Start of Passage provided
During a recent visit to New Orleans, I had the opportunity to video document “A New Direction for the Gulf Coast” led by Democratic Party Congressional Leaders from Louisiana and beyond, majority whip Congressman James Clyburn from South Carolina (a key state for the presidential primaries), and Speaker of the House Nancy Pelosi in attendance. They spoke to the NCLB reauthorization this way:

Interviewer Price: Speaker Pelosi, with the No Child Left Behind reauthorization coming up, there’s great concern that schools in the New Orleans district are not going to be able to make the gradewhat sense does it make to punish schools that are going to need resources anyways?

Speaker Pelosi: I will just say from the perspective of the speaker the chairman has had hearings and listening sessions all over the country and people have come to Washington to share their views on No Child Left Behind. It was clear it was legislation that despite the best of intentions was not fair was not flexible and was not funded. So change had to be made.

Congressman Scott: There’s going to be a lot of changes in No Child Left Behindwe’re going to go to what is called a growth model to make sure that the children are actually improving not a static model so I think that everybody will be treated fairly. We always felt it was absurd to punish a school when the kids came to school three years behind and when they finish with them they are one year behind. We’re going to go to a growth model to see how the schools are doing and I think New Orleans schools are going to do well.

The Democrats are staking everything on the hope that the New Orleans, Louisiana School District (NOLA) and others urban centers will succeed with a growth model. Recently they put $1 billion more dollars than Bush did, allocating into restoration of the vast, devastated region, $30 million for teachers and $30 million for professors of education.

With housing and health care aid still dragging, and two thirds of the students and families having failed to even return, NCLB doesn’t begin to offer help to such schools like NOLA. NCLB and the restoration of New Orleans and the Gulf Coast are now in the Democratic Party’s hands.

The Democrats like to say that since they’ve failed to be able to hold Bush to a timeline with legislative efforts, the Iraq War is now “the President’s war.” The same can then be said about No Child Left Behind; since the 2006 election, it’s now owned by Chairman George Miller in the House and Senator Ted Kennedy in the Senate.
End of Passage provided
Start of Provided material
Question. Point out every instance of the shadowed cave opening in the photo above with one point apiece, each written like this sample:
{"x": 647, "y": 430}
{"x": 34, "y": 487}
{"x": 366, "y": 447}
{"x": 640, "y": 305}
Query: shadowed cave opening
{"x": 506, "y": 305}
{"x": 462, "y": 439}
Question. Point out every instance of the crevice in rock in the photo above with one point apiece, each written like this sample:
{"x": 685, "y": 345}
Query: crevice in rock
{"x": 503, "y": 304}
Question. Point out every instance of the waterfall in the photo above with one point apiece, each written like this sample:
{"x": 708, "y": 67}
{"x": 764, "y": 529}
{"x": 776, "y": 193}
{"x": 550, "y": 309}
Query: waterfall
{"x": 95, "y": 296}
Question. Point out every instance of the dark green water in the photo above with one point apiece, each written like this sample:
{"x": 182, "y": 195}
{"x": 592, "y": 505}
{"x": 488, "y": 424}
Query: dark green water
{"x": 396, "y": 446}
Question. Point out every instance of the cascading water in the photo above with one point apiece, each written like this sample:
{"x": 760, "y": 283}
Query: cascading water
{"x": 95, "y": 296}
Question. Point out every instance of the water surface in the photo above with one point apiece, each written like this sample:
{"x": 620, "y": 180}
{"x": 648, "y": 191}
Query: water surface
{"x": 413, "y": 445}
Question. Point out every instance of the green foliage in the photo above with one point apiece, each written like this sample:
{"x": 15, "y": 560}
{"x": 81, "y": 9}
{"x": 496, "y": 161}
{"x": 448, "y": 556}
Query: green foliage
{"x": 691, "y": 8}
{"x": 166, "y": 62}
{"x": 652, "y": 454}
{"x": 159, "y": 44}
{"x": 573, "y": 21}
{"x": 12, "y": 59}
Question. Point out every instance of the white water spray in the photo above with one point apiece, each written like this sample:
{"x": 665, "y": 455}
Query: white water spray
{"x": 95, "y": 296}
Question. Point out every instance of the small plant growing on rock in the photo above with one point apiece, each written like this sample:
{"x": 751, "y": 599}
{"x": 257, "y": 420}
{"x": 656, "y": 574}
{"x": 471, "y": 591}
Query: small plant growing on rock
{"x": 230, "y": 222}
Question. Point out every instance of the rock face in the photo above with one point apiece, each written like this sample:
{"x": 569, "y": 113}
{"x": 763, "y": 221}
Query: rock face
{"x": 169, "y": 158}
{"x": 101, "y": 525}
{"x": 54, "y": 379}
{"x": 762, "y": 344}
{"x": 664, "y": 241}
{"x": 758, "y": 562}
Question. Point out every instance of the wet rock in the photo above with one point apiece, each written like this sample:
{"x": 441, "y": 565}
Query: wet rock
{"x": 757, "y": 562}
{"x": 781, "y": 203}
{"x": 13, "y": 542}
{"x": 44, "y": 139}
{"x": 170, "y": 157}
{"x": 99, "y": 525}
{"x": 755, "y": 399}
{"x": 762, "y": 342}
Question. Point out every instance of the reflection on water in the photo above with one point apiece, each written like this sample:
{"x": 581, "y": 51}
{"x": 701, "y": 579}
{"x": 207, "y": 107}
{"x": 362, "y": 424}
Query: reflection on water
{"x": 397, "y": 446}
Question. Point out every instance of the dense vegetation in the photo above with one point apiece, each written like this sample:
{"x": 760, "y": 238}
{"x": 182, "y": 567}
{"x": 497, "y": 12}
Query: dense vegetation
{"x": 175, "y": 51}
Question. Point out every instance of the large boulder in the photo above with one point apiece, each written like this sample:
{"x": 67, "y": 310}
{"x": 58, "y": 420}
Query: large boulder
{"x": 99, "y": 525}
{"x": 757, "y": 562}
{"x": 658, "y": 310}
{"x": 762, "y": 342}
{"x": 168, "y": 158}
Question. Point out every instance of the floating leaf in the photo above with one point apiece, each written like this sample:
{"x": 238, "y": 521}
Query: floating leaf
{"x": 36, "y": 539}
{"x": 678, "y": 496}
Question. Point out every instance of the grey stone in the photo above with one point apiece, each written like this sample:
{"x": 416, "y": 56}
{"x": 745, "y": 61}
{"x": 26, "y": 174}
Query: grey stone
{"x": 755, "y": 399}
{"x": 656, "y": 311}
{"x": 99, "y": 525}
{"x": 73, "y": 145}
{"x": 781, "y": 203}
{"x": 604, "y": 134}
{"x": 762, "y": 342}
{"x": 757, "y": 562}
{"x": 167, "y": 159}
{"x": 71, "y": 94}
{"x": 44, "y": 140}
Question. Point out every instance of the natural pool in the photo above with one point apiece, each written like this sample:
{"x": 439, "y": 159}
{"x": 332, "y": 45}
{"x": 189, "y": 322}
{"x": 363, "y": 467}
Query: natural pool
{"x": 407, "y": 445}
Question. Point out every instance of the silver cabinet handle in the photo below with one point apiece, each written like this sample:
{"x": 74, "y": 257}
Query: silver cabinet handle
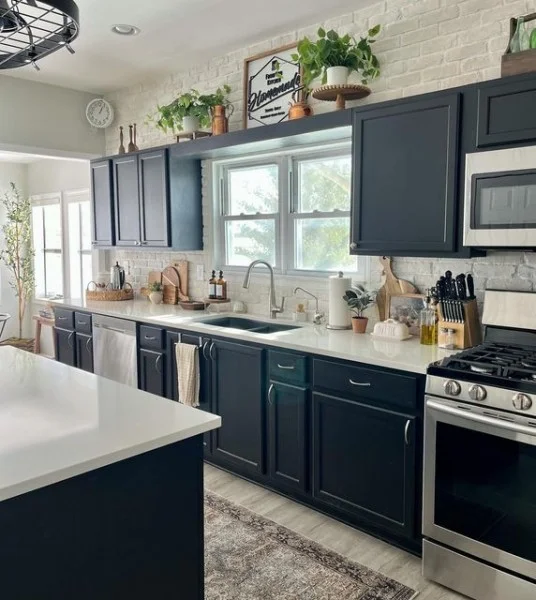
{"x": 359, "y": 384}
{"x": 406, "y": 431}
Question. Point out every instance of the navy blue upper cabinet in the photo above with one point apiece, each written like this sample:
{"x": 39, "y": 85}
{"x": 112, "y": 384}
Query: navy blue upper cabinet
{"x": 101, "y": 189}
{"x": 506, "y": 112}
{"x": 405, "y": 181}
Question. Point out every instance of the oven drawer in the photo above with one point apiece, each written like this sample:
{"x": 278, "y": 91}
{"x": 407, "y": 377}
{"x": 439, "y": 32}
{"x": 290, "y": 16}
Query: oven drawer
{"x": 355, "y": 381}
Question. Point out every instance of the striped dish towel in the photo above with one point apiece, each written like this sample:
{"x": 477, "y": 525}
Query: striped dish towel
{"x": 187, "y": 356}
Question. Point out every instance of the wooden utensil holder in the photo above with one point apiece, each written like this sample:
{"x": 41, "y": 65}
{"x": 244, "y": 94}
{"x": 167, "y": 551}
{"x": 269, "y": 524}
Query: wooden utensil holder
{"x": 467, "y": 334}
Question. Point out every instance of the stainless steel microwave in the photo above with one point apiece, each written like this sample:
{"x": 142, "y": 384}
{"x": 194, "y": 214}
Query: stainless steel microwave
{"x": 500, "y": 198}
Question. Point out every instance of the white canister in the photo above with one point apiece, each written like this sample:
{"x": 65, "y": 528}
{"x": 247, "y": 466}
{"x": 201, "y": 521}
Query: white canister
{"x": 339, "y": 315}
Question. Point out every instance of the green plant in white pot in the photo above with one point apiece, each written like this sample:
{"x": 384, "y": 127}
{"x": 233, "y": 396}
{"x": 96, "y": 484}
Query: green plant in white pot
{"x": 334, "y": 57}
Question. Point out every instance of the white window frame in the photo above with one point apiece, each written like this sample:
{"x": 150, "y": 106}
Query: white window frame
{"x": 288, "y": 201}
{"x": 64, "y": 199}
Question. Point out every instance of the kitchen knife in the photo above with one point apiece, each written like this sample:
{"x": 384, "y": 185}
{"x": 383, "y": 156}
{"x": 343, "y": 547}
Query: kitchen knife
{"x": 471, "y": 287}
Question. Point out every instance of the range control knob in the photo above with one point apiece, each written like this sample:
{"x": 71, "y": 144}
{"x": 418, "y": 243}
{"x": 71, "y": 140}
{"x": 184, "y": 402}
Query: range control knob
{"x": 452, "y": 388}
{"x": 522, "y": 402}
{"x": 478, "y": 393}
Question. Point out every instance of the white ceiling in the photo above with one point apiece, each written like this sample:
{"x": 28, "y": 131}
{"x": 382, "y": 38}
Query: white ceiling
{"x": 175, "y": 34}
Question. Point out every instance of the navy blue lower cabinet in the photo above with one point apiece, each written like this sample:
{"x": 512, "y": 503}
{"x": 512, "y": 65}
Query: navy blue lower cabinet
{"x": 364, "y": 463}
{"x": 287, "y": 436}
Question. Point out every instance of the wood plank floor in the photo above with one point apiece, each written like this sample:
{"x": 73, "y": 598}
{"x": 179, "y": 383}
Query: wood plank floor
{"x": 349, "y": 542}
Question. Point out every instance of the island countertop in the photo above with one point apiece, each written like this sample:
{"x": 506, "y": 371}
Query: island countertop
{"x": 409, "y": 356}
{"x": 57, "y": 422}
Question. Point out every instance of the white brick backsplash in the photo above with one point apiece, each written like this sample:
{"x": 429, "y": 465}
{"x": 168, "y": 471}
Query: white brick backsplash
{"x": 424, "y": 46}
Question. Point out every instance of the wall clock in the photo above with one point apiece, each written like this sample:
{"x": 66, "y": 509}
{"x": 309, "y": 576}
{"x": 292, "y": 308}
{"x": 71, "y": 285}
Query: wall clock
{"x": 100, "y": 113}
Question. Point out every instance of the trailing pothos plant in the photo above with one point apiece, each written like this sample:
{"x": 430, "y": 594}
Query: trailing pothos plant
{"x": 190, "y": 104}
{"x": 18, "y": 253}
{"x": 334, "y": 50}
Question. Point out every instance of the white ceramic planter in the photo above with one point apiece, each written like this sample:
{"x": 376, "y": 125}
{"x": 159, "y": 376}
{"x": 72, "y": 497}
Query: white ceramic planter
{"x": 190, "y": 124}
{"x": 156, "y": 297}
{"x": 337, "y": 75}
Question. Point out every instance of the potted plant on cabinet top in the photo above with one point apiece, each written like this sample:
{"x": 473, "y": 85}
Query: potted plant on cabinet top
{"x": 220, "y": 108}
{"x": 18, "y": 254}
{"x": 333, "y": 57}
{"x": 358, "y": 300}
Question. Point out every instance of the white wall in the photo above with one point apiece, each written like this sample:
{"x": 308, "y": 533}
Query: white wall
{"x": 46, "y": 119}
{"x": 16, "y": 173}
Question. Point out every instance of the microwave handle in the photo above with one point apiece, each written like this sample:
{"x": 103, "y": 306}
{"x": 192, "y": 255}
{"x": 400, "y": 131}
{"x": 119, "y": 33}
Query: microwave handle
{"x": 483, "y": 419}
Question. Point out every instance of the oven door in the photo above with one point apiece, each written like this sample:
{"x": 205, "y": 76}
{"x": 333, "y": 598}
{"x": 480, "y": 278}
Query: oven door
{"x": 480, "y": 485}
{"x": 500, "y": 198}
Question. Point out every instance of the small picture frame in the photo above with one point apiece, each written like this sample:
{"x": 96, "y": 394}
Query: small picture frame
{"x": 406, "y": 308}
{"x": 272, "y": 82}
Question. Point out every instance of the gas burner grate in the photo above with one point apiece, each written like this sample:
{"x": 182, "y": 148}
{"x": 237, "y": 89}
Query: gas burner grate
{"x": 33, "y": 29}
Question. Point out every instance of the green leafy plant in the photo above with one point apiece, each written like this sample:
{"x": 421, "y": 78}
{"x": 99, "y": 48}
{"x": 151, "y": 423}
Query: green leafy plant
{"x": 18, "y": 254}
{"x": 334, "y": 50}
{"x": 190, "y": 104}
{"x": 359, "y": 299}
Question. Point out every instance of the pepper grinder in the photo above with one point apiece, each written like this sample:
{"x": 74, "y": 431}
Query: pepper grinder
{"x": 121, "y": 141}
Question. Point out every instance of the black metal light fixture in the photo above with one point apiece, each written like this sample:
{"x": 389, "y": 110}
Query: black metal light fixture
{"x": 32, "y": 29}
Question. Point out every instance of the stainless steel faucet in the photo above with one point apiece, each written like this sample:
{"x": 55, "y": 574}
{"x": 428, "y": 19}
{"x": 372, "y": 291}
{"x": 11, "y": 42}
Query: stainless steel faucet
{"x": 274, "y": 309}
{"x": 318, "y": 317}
End of Provided material
Start of Provided material
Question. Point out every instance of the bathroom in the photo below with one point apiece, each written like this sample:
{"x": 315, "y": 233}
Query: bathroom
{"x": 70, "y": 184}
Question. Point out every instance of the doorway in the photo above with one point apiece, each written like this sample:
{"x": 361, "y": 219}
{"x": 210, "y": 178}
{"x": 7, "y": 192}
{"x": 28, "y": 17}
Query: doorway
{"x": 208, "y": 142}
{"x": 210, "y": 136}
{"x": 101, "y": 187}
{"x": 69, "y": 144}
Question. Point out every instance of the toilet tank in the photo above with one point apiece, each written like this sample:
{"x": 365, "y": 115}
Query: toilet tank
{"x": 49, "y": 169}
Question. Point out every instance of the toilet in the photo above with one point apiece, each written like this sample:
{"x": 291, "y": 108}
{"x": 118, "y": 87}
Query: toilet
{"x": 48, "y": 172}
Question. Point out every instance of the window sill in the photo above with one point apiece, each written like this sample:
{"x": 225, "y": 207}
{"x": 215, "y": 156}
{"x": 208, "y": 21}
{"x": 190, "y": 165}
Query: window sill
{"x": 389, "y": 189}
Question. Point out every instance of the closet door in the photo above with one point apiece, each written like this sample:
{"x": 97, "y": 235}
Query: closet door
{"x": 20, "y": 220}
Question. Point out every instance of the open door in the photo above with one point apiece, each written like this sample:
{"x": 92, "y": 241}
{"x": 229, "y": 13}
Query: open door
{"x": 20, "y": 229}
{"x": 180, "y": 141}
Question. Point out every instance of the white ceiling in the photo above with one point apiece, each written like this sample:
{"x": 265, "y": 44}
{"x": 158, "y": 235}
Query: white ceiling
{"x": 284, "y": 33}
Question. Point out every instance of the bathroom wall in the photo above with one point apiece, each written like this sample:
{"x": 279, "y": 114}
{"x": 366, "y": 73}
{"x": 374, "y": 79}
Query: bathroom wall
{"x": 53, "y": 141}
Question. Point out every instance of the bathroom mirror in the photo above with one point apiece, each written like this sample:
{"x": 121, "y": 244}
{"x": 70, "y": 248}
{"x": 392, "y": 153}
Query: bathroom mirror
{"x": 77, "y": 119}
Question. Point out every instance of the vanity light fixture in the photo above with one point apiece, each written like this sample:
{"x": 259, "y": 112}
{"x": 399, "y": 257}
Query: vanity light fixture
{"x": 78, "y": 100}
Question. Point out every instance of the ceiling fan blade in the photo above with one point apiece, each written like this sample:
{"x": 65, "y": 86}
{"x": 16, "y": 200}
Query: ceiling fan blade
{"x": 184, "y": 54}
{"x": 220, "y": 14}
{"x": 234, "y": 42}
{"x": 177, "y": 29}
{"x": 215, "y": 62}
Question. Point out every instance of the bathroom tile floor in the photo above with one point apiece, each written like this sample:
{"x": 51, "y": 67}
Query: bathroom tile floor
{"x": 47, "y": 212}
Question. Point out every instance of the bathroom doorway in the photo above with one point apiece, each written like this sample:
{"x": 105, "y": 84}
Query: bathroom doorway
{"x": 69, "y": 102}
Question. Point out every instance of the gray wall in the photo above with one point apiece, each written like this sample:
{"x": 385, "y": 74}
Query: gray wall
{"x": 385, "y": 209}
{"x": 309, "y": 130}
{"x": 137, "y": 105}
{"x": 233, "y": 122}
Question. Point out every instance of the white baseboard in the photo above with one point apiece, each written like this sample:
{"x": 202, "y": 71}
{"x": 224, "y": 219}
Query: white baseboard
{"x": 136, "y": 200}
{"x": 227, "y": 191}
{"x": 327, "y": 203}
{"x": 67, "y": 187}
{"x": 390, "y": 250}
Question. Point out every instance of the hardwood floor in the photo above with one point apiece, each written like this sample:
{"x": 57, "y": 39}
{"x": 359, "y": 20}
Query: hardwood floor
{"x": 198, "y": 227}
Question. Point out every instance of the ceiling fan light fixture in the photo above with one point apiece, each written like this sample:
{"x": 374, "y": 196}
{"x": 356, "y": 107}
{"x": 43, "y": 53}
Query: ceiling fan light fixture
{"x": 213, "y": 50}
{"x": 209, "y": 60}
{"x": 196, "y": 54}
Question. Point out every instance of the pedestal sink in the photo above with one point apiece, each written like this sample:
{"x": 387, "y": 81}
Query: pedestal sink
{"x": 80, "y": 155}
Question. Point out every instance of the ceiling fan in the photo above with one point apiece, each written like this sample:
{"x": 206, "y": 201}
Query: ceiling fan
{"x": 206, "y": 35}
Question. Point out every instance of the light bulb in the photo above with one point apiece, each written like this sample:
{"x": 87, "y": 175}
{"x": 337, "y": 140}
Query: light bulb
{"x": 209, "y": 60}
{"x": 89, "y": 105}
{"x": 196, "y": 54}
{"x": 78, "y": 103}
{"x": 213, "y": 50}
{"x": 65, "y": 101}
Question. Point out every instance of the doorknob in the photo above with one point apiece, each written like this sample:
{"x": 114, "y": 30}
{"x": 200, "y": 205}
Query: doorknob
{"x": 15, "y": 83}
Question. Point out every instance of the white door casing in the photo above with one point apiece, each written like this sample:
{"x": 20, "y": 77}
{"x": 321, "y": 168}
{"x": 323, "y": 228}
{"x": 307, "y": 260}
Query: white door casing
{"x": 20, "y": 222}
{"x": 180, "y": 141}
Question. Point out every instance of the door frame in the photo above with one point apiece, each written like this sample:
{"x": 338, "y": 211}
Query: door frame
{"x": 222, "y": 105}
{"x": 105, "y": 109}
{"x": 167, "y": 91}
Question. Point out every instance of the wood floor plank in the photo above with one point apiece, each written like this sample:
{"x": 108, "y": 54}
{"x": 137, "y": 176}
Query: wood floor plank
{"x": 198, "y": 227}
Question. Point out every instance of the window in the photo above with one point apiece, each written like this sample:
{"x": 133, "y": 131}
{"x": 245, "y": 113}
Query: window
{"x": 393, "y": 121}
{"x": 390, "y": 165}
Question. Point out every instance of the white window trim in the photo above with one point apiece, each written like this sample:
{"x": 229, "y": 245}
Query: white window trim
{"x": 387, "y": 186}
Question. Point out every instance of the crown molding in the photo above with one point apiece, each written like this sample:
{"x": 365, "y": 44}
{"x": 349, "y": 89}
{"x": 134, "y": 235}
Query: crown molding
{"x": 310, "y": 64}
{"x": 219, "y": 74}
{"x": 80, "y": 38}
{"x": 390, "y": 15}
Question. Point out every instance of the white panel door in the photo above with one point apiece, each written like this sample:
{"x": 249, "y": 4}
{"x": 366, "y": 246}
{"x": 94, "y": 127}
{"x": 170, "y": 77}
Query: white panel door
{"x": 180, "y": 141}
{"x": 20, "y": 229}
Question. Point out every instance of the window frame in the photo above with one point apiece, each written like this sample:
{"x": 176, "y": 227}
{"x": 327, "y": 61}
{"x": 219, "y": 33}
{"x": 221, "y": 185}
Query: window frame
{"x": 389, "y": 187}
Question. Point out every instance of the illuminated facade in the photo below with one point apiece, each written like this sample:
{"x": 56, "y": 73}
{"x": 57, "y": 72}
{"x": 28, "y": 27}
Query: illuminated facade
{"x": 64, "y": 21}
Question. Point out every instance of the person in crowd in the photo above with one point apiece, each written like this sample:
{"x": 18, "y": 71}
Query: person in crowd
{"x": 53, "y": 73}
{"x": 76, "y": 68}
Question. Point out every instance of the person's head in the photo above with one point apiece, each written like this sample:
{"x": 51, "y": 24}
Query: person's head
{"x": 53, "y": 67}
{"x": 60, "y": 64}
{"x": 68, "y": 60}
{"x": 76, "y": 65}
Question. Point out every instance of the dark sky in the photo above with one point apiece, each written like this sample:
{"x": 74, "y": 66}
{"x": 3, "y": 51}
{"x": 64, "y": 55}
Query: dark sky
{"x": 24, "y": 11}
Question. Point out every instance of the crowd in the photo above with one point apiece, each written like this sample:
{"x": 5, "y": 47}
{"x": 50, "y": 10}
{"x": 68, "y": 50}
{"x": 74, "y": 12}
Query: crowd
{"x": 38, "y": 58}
End of Provided material
Start of Provided material
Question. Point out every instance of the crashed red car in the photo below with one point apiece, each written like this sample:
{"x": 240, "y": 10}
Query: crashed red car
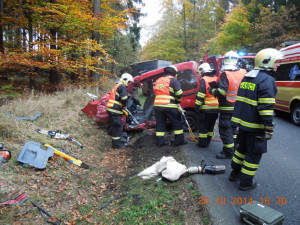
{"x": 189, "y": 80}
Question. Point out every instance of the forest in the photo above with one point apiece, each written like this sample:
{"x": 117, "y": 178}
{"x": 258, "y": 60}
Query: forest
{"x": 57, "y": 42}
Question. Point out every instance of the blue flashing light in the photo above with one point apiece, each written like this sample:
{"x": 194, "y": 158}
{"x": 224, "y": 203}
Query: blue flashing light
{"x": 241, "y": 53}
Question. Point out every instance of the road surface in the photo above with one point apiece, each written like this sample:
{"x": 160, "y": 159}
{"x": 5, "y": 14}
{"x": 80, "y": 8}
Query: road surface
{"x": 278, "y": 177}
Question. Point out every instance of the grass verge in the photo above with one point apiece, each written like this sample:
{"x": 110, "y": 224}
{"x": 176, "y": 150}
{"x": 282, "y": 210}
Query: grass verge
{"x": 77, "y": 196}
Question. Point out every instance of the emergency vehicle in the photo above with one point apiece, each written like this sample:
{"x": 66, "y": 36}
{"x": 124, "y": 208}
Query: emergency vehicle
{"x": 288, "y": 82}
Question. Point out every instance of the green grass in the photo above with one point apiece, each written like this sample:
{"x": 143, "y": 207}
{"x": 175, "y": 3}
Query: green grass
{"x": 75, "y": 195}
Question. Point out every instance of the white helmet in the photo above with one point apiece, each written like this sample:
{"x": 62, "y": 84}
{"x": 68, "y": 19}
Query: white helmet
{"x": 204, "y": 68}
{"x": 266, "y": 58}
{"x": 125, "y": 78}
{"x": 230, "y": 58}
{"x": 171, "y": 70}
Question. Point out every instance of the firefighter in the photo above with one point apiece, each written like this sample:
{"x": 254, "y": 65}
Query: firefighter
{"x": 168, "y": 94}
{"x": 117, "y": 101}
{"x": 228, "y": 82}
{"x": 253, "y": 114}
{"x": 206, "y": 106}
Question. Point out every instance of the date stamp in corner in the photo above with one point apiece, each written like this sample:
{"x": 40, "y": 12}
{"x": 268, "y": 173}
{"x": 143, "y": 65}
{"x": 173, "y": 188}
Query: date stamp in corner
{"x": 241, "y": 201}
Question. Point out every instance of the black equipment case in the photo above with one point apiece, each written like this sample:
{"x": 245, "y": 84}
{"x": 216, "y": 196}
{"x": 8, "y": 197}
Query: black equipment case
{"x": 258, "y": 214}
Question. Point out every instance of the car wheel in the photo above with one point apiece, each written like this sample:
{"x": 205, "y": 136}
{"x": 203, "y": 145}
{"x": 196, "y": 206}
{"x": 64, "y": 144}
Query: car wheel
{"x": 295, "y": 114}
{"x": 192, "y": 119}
End of Provided material
* _Task details_: Update the passage on No Child Left Behind, starting with "During a recent" and going on through "need resources anyways?", so that "Congressman James Clyburn" reads "Representative James Clyburn". The dataset excerpt is material independent of the passage on No Child Left Behind.

* _Full solution_:
During a recent visit to New Orleans, I had the opportunity to video document “A New Direction for the Gulf Coast” led by Democratic Party Congressional Leaders from Louisiana and beyond, majority whip Representative James Clyburn from South Carolina (a key state for the presidential primaries), and Speaker of the House Nancy Pelosi in attendance. They spoke to the NCLB reauthorization this way:

Interviewer Price: Speaker Pelosi, with the No Child Left Behind reauthorization coming up, there’s great concern that schools in the New Orleans district are not going to be able to make the gradewhat sense does it make to punish schools that are going to need resources anyways?